GOAL>
Return each entry exactly, omitting nothing.
%%
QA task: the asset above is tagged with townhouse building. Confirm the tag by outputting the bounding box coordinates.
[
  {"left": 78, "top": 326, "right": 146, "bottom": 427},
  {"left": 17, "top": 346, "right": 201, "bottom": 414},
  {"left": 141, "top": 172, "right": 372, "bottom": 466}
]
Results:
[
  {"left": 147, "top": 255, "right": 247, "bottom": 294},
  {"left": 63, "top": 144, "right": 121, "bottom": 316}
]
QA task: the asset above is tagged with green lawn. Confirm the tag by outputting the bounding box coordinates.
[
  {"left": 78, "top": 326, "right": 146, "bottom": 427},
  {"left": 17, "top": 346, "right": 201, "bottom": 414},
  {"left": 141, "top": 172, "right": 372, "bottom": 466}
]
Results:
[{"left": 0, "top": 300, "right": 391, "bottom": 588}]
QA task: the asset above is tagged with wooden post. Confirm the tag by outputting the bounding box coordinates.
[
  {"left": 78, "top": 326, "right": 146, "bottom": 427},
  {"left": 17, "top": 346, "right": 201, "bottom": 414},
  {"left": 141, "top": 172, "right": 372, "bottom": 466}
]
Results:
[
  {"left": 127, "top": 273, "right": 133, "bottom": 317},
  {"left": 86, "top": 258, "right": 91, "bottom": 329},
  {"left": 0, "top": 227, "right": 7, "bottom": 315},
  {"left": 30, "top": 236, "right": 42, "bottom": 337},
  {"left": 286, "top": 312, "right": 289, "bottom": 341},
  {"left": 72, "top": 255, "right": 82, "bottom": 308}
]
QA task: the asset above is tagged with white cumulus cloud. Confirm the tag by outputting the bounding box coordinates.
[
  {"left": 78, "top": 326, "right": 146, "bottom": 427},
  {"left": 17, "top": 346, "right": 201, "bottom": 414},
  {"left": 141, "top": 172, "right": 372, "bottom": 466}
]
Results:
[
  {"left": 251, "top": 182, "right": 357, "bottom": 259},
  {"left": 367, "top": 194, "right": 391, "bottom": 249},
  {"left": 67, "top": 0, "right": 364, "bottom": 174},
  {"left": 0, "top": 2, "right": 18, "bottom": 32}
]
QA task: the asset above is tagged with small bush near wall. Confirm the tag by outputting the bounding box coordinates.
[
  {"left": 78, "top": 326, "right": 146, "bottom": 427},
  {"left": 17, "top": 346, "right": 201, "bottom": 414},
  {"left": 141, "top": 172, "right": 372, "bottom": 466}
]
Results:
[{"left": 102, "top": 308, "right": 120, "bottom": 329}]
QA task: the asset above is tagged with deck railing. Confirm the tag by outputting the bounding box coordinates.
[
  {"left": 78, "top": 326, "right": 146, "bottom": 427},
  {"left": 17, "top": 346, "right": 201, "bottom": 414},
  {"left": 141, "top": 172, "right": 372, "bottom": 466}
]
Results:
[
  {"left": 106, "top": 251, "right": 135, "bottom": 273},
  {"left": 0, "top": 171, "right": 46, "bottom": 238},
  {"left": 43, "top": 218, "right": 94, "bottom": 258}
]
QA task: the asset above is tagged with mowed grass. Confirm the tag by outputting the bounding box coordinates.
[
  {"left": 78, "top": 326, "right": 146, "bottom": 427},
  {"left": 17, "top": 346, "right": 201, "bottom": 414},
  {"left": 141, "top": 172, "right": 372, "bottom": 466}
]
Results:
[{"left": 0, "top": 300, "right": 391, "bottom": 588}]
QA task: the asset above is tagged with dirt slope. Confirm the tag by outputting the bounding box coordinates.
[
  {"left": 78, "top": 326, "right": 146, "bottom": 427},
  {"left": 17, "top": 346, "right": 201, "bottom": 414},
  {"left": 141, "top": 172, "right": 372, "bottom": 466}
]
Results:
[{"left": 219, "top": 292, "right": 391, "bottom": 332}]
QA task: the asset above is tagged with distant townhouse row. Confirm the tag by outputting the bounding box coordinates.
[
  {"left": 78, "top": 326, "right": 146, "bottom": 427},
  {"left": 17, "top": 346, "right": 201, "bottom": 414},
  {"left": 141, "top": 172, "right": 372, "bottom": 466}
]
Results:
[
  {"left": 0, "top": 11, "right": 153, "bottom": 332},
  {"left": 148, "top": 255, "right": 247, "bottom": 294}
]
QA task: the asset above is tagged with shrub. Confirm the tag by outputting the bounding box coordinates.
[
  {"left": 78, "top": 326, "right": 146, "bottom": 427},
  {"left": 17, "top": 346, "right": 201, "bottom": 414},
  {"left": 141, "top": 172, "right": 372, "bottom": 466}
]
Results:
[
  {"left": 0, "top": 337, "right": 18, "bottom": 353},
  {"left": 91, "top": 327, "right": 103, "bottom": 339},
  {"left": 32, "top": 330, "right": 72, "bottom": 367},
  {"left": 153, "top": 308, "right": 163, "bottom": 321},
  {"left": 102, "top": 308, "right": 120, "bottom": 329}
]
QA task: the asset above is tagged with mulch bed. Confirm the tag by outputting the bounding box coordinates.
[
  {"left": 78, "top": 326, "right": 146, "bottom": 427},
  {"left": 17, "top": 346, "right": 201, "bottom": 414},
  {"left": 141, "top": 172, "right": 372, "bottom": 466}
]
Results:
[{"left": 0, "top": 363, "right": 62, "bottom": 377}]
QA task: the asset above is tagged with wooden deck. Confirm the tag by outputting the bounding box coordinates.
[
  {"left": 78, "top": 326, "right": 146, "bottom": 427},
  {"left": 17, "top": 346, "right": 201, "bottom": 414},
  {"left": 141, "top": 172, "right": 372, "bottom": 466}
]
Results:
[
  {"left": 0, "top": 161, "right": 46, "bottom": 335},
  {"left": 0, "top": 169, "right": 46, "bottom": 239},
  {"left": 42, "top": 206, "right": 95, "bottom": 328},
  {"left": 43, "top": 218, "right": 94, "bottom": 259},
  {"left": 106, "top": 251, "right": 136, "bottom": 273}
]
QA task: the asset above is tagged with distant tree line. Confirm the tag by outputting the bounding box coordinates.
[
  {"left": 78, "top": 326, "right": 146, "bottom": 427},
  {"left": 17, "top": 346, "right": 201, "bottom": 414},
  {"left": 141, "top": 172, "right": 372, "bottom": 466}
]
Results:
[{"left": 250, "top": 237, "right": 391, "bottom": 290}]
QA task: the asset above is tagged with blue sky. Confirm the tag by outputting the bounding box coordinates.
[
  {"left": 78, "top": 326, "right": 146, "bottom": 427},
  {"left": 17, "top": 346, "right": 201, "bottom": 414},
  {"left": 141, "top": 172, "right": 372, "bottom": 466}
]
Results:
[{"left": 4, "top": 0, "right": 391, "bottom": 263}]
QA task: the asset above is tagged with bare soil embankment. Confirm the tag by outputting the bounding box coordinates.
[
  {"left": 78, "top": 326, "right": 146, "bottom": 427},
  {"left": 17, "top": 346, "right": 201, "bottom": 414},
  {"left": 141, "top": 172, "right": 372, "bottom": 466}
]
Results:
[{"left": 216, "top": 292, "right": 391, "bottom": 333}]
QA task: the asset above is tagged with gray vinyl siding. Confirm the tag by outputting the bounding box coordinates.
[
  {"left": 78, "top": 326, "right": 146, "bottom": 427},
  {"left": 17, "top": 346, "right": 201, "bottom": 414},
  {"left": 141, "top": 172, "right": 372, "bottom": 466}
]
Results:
%%
ANSWER TO THE PROBLEM>
QA task: the asset above is tagged with townhouse building. Confirm the tag by outputting the bounding box coordinates.
[
  {"left": 78, "top": 326, "right": 146, "bottom": 427},
  {"left": 17, "top": 346, "right": 201, "bottom": 414},
  {"left": 141, "top": 172, "right": 372, "bottom": 466}
]
Results:
[
  {"left": 147, "top": 255, "right": 247, "bottom": 294},
  {"left": 63, "top": 144, "right": 121, "bottom": 316}
]
QA task: the asset above is tagged with green lawn. Confirm the tag by outputting the bounding box coordinates.
[
  {"left": 78, "top": 326, "right": 146, "bottom": 427},
  {"left": 17, "top": 346, "right": 201, "bottom": 414},
  {"left": 141, "top": 172, "right": 372, "bottom": 466}
]
Results:
[{"left": 0, "top": 300, "right": 391, "bottom": 588}]
QA task: the asset above is tagged with wooden post. Confirm the tag by outputting the bounding box coordinates.
[
  {"left": 78, "top": 326, "right": 146, "bottom": 427},
  {"left": 17, "top": 346, "right": 201, "bottom": 414},
  {"left": 141, "top": 172, "right": 372, "bottom": 466}
]
Results:
[
  {"left": 127, "top": 273, "right": 133, "bottom": 317},
  {"left": 86, "top": 258, "right": 91, "bottom": 329},
  {"left": 0, "top": 227, "right": 7, "bottom": 315},
  {"left": 30, "top": 236, "right": 42, "bottom": 337},
  {"left": 286, "top": 312, "right": 289, "bottom": 341},
  {"left": 72, "top": 255, "right": 82, "bottom": 308}
]
QA task: the asset above is tagged with white cumulus cloud. Confirm the tag by outputting the bounding box coordinates.
[
  {"left": 78, "top": 326, "right": 146, "bottom": 427},
  {"left": 17, "top": 346, "right": 201, "bottom": 414},
  {"left": 141, "top": 172, "right": 372, "bottom": 466}
]
Results:
[
  {"left": 251, "top": 182, "right": 357, "bottom": 259},
  {"left": 367, "top": 194, "right": 391, "bottom": 249},
  {"left": 67, "top": 0, "right": 364, "bottom": 174},
  {"left": 0, "top": 2, "right": 18, "bottom": 32}
]
QA task: the asset above is tagged with small bush near wall. Confirm the tag by outputting the bounding box coordinates.
[
  {"left": 78, "top": 326, "right": 146, "bottom": 427},
  {"left": 17, "top": 346, "right": 201, "bottom": 414},
  {"left": 141, "top": 172, "right": 372, "bottom": 466}
]
Results:
[{"left": 102, "top": 308, "right": 120, "bottom": 329}]
QA task: the asset above is tagged with deck railing. Confirm the tag by outputting the bounding box coordinates.
[
  {"left": 78, "top": 326, "right": 146, "bottom": 427},
  {"left": 17, "top": 346, "right": 201, "bottom": 414},
  {"left": 141, "top": 172, "right": 372, "bottom": 466}
]
Results:
[
  {"left": 106, "top": 251, "right": 135, "bottom": 273},
  {"left": 0, "top": 171, "right": 46, "bottom": 238},
  {"left": 43, "top": 218, "right": 94, "bottom": 258}
]
QA task: the asset above is tagged with mowed grass. Confirm the tag by outputting the bounding box coordinates.
[
  {"left": 78, "top": 326, "right": 146, "bottom": 427},
  {"left": 17, "top": 346, "right": 201, "bottom": 414},
  {"left": 141, "top": 172, "right": 372, "bottom": 466}
]
Results:
[{"left": 0, "top": 300, "right": 391, "bottom": 588}]
QA task: the asset above is tagged with dirt slope. Confirm the tag by outputting the bounding box coordinates.
[
  {"left": 78, "top": 326, "right": 146, "bottom": 427},
  {"left": 17, "top": 346, "right": 201, "bottom": 414},
  {"left": 141, "top": 172, "right": 372, "bottom": 466}
]
Results:
[{"left": 219, "top": 292, "right": 391, "bottom": 332}]
QA task: the asset above is tagged with distant townhouse row. Confirm the tag by outputting the bounding box coordinates.
[
  {"left": 78, "top": 326, "right": 146, "bottom": 427},
  {"left": 17, "top": 346, "right": 201, "bottom": 414},
  {"left": 141, "top": 172, "right": 372, "bottom": 466}
]
Results:
[
  {"left": 0, "top": 11, "right": 153, "bottom": 332},
  {"left": 148, "top": 255, "right": 247, "bottom": 294}
]
QA task: the asset above is tagged with shrub. Confirm the tag by outputting the bounding box coordinates.
[
  {"left": 78, "top": 326, "right": 146, "bottom": 427},
  {"left": 17, "top": 346, "right": 201, "bottom": 414},
  {"left": 141, "top": 172, "right": 372, "bottom": 466}
]
Results:
[
  {"left": 0, "top": 337, "right": 18, "bottom": 353},
  {"left": 91, "top": 327, "right": 103, "bottom": 339},
  {"left": 32, "top": 330, "right": 72, "bottom": 367},
  {"left": 153, "top": 308, "right": 163, "bottom": 321},
  {"left": 102, "top": 308, "right": 120, "bottom": 329}
]
QA task: the asset above is tagged with mulch bed. Confirm the tag by outputting the bounding box coordinates.
[
  {"left": 78, "top": 326, "right": 146, "bottom": 427},
  {"left": 17, "top": 346, "right": 201, "bottom": 414},
  {"left": 141, "top": 172, "right": 372, "bottom": 466}
]
Results:
[{"left": 0, "top": 363, "right": 62, "bottom": 377}]
QA task: the asset above is tagged with wooden deck. Confirm the tag by outputting the bounding box coordinates.
[
  {"left": 78, "top": 326, "right": 146, "bottom": 427},
  {"left": 17, "top": 346, "right": 201, "bottom": 414},
  {"left": 141, "top": 172, "right": 372, "bottom": 466}
]
Results:
[
  {"left": 0, "top": 161, "right": 46, "bottom": 335},
  {"left": 0, "top": 169, "right": 46, "bottom": 239},
  {"left": 42, "top": 206, "right": 95, "bottom": 328},
  {"left": 43, "top": 218, "right": 94, "bottom": 259},
  {"left": 106, "top": 251, "right": 136, "bottom": 273}
]
QA task: the asset above is tagged with distant tree line. Confirm the tag by outputting the bounding box coordinates.
[
  {"left": 78, "top": 326, "right": 146, "bottom": 427},
  {"left": 17, "top": 346, "right": 201, "bottom": 414},
  {"left": 141, "top": 172, "right": 372, "bottom": 466}
]
Results:
[{"left": 250, "top": 237, "right": 391, "bottom": 290}]
QA task: the asset above is tagged with blue sky. Confirm the tag by outputting the bounding box coordinates.
[
  {"left": 78, "top": 326, "right": 146, "bottom": 427},
  {"left": 17, "top": 346, "right": 201, "bottom": 414},
  {"left": 141, "top": 172, "right": 372, "bottom": 466}
]
Results:
[{"left": 4, "top": 0, "right": 391, "bottom": 263}]
QA task: the asset above is tagged with bare soil embankment. Confirm the tag by outputting the bounding box coordinates.
[
  {"left": 78, "top": 326, "right": 146, "bottom": 427},
  {"left": 17, "top": 346, "right": 201, "bottom": 414},
  {"left": 141, "top": 172, "right": 372, "bottom": 466}
]
Results:
[{"left": 216, "top": 292, "right": 391, "bottom": 333}]
QA task: the asset above is tagged with gray vinyl siding. Confirm the tag by outputting the bounding box coordinates.
[
  {"left": 78, "top": 326, "right": 146, "bottom": 427},
  {"left": 17, "top": 346, "right": 201, "bottom": 414},
  {"left": 141, "top": 172, "right": 372, "bottom": 466}
]
Results:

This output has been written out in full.